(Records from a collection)

__________________________________________________

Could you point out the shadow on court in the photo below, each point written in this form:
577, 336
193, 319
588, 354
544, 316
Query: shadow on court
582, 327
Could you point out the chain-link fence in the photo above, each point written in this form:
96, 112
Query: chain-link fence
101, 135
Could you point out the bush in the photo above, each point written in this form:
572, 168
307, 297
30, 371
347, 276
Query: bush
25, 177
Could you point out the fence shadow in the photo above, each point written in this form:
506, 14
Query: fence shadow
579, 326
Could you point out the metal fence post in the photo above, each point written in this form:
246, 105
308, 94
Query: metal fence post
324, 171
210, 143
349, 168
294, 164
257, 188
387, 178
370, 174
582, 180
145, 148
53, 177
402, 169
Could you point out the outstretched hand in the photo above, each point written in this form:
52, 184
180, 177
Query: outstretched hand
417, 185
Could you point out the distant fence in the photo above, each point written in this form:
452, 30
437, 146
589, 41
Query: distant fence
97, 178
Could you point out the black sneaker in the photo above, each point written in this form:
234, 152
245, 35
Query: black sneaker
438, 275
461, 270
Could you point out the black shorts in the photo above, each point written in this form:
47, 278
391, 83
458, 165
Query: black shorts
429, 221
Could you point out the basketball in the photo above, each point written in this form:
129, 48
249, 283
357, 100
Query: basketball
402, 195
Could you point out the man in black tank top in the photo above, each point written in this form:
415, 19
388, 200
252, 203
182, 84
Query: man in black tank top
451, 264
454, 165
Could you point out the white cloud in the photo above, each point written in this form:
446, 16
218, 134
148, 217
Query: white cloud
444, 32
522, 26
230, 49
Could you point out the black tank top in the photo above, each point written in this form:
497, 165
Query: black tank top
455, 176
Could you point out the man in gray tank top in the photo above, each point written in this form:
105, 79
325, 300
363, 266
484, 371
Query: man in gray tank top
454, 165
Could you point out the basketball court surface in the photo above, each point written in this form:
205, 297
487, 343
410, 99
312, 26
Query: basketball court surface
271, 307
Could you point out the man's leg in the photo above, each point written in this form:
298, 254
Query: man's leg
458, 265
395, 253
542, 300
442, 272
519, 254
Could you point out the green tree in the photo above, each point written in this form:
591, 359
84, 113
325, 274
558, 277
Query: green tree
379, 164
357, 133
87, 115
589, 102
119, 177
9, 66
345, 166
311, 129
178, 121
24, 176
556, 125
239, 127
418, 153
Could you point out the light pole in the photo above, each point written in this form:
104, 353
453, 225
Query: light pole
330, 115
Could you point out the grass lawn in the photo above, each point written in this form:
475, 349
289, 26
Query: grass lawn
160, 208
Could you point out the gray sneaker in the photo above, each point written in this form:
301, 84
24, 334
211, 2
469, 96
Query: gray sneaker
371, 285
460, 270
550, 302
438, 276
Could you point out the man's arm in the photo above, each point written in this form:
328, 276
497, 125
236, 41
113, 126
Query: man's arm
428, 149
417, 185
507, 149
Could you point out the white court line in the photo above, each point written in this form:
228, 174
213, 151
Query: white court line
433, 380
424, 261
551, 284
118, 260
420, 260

__________________________________________________

### Task instructions
Every line from the line containing "Could you point out the man in gray" to the last line of the material above must be repeated exactly, and no other line.

### Response
Could you point out the man in gray tank top in the photo above, each point written in this form:
105, 79
325, 300
363, 266
484, 371
Query: man in gray tank top
454, 165
Could you point out the basketball court surface in the photo above, each point written in this form:
205, 297
487, 343
410, 99
312, 26
Query: basketball court surface
271, 307
Could you point out the man's leg in the photo above, each point written in this form:
298, 254
Query: man's leg
458, 265
395, 253
542, 300
442, 272
519, 254
Could you point out the green tree in the photo above, each point written in this form:
591, 359
84, 113
325, 274
558, 277
Query: green tree
379, 164
357, 133
87, 115
589, 102
119, 177
9, 66
345, 166
311, 129
178, 121
24, 176
556, 125
239, 127
418, 153
Could you point out the light pole in the photo above, each point written in this form:
104, 353
453, 225
Query: light pole
330, 115
Could you point out the grass lawn in the photo above, each point written in this form:
475, 349
289, 26
Query: grass lawn
160, 208
Could you point out the gray sneaker in the photo above, each point written in this form:
301, 84
24, 334
211, 2
469, 96
Query: gray sneaker
371, 285
460, 270
550, 302
438, 276
Could you point out the man's arm in the photo above, each point written in this form:
328, 276
497, 125
236, 41
113, 126
Query: man's arm
428, 149
417, 185
507, 149
Could you point out the white court line in the photo above, each point written in this form:
228, 174
213, 151
Query: white court line
433, 380
424, 261
551, 284
118, 260
420, 260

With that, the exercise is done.